◆ CONSIGNE A: Dites si chacune des affirmations suivantes concorde avec le sommaire de jurisprudence, en répondant par oui ou par non et en citant mot pour mot le passage décisif. (i) Les ayants droit d’un propriétaire d’immeuble à usage commercial ont la personnalité morale. (ii) Ces ayants droit peuvent être représentés par une seule et même personne dans une procédure de recouvrement de loyers impayés. (iii) Le Juge de Première Instance a déclaré l’action des intimés irrecevable.
◆ CONSIGNE B: Restituez à l’identique le passage du sommaire de jurisprudence qui commence par « S’il est exact » et se poursuit jusqu’à « sur ce point. ».

◆ TEXTE PROPOSÉ:
----

J-11-28
BAIL COMMERCIAL – CONGE POUR DEMOLITION ET RECONSTRUCTION – CONGE MENTIONNANT LES NOMS DES AYANTS CAUSE DU BAILLEUR – CONGE VALABLE.
LOYERS ARRIERES – ASSIGNATION EN EXPULSION – ABSENCE DE MISE EN DEMEURE PREALABLE – ACTION EN EXPULSION IRRECEVABLE.
S’il est exact que l’ensemble des ayants droit d’un propriétaire d’immeuble à usage commercial n’ont pas la personnalité morale, ils peuvent, individuellement, être représentés par une seule et même personne dans une procédure de recouvrement de loyers impayés et de congé pour démolition et reconstruction (article 95 AUDCG).
Le locataire peut d’autant moins invoquer la nullité des actes de ces procédures représentation qu’il existe au dossier des pièces, notamment l’exploit de congé en date du permettant d’identifier et d’apprécier la qualité et la capacité de tous les ayants droit nommément désignés; il échet de considérer que le locataire appelant ne justifiant pas plus avant d’un préjudice tiré de l’absence des précisions susmentionnées, c’est donc à bon droit que le Juge de Première Instance a déclaré l’action des intimés recevable; qu’il sera confirmé sur ce point.

----

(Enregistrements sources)

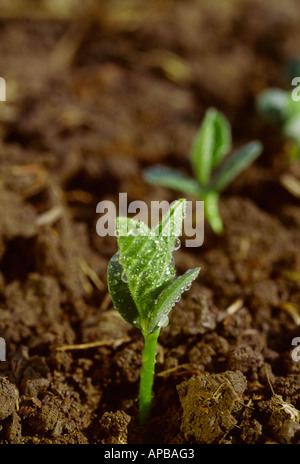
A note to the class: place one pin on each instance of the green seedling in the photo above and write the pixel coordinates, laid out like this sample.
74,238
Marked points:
143,287
279,108
213,169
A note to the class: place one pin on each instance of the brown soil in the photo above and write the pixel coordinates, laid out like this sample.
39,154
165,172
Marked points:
95,94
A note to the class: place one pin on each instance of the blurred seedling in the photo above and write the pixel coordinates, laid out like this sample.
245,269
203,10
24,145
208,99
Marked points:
143,287
279,404
279,108
213,167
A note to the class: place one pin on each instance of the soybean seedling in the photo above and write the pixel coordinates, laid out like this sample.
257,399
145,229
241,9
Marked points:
212,171
143,287
282,109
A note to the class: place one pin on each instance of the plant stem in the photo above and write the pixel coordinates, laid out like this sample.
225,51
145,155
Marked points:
211,209
147,375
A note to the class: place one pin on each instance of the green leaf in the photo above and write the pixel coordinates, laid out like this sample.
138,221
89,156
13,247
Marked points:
173,179
235,164
291,128
201,154
212,142
169,297
146,255
120,292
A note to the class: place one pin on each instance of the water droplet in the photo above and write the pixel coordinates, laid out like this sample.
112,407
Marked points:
177,244
163,322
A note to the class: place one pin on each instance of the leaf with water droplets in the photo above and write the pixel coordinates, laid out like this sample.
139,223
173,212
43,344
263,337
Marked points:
120,292
169,297
146,255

----

◆ CORRIGÉ A:
(i) Non : « l’ensemble des ayants droit d’un propriétaire d’immeuble à usage commercial n’ont pas la personnalité morale ».
(ii) Oui : « ils peuvent, individuellement, être représentés par une seule et même personne dans une procédure de recouvrement de loyers impayés ».
(iii) Non : « c’est donc à bon droit que le Juge de Première Instance a déclaré l’action des intimés recevable ».

◆ CORRIGÉ B:
S’il est exact que l’ensemble des ayants droit d’un propriétaire d’immeuble à usage commercial n’ont pas la personnalité morale, ils peuvent, individuellement, être représentés par une seule et même personne dans une procédure de recouvrement de loyers impayés et de congé pour démolition et reconstruction (article 95 AUDCG).
Le locataire peut d’autant moins invoquer la nullité des actes de ces procédures représentation qu’il existe au dossier des pièces, notamment l’exploit de congé en date du permettant d’identifier et d’apprécier la qualité et la capacité de tous les ayants droit nommément désignés; il échet de considérer que le locataire appelant ne justifiant pas plus avant d’un préjudice tiré de l’absence des précisions susmentionnées, c’est donc à bon droit que le Juge de Première Instance a déclaré l’action des intimés recevable; qu’il sera confirmé sur ce point.